■ **Exercise instructions**
Could you quote the listing below word for word, line by line, without changing anything?

■ **Items**
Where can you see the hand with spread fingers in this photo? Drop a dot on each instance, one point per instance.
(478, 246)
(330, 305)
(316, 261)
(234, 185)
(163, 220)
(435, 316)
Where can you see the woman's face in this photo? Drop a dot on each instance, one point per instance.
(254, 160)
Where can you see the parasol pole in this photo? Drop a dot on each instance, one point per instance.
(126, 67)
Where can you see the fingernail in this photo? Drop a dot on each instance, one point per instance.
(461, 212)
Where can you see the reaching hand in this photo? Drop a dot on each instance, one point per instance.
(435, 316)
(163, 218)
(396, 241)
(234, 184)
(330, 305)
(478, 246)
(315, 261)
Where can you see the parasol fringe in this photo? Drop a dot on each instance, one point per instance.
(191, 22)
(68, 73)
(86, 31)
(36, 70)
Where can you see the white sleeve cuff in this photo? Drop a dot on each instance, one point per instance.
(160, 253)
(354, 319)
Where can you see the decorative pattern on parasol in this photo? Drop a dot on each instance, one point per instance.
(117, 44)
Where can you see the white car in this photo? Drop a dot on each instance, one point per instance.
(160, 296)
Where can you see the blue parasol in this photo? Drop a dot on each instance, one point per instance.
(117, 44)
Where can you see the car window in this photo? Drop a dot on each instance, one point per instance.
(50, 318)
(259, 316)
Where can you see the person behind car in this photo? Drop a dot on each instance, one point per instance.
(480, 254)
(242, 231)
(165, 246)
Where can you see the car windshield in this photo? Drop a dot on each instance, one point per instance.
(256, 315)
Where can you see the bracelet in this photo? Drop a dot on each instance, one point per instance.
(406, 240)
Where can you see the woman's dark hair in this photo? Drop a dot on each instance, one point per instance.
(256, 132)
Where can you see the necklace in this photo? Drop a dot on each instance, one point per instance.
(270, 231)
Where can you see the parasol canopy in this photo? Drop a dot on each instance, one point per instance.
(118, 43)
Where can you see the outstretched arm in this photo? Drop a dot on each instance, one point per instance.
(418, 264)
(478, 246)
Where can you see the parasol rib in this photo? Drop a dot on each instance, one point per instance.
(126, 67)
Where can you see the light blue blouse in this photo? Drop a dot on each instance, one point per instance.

■ **Solution for this exercise**
Where can you see the hand with spread fingers in this photo? Drop a dot on each instance, one point per instance.
(478, 246)
(330, 305)
(316, 261)
(234, 185)
(163, 220)
(435, 316)
Where can you see the woman's face in this photo? Drop a dot on each instance, one point per instance.
(254, 160)
Where can you see the parasol pole in this photo? Drop a dot on each instance, one point per instance.
(126, 67)
Where can you see the fingernail in this photo? Drop a dot on each instance, one point per instance.
(461, 212)
Where can you see the reaching hand in this photo? Drop a dot on each instance, one point per instance.
(435, 316)
(163, 218)
(396, 241)
(234, 184)
(330, 305)
(478, 246)
(315, 261)
Where can you see the parasol fringe in this photo? Drop a dot on each instance, one point per instance.
(191, 22)
(68, 73)
(86, 31)
(36, 70)
Where can you see the white sleeve cuff in this photo? Drop a dot on each instance, one point per instance.
(160, 253)
(354, 319)
Where can you see the decorative pattern on parasol in this photo? Drop a dot on each instance, one point per instance.
(117, 44)
Where can you see the white car in this photo? Drop a dot on each instance, one point per instance.
(160, 296)
Where can you see the blue parasol in this photo? Drop a dot on each instance, one point per instance.
(117, 44)
Where can you see the car window in this photo? Drop a dot on each instance, one point per instance.
(50, 318)
(259, 316)
Where can you see the person behind car in this photo? Drop a dot on each instance, one point per instance.
(480, 254)
(242, 231)
(165, 246)
Where can you see the car windshield in this photo? Drop a dot on each instance, one point per instance.
(256, 315)
Where can you see the bracelet in this photo? Drop a dot on each instance, one point per instance.
(406, 240)
Where can you see the woman's dark hair in this photo? Drop a dot on each instance, one point per instance.
(256, 132)
Where can you see the necklace in this photo? Drop a dot on each instance, one point per instance.
(270, 231)
Where can you see the parasol canopy in this photo? Drop a dot on each instance, one point per instance.
(118, 43)
Where can you see the outstretched arm in this photo? Drop a dot on each instance, one point per instance.
(418, 264)
(478, 246)
Where can you see the parasol rib in this photo? Drop a dot on each instance, one point per instance.
(126, 67)
Where can you see the light blue blouse in this photo? Drop a dot on each instance, one point per instance.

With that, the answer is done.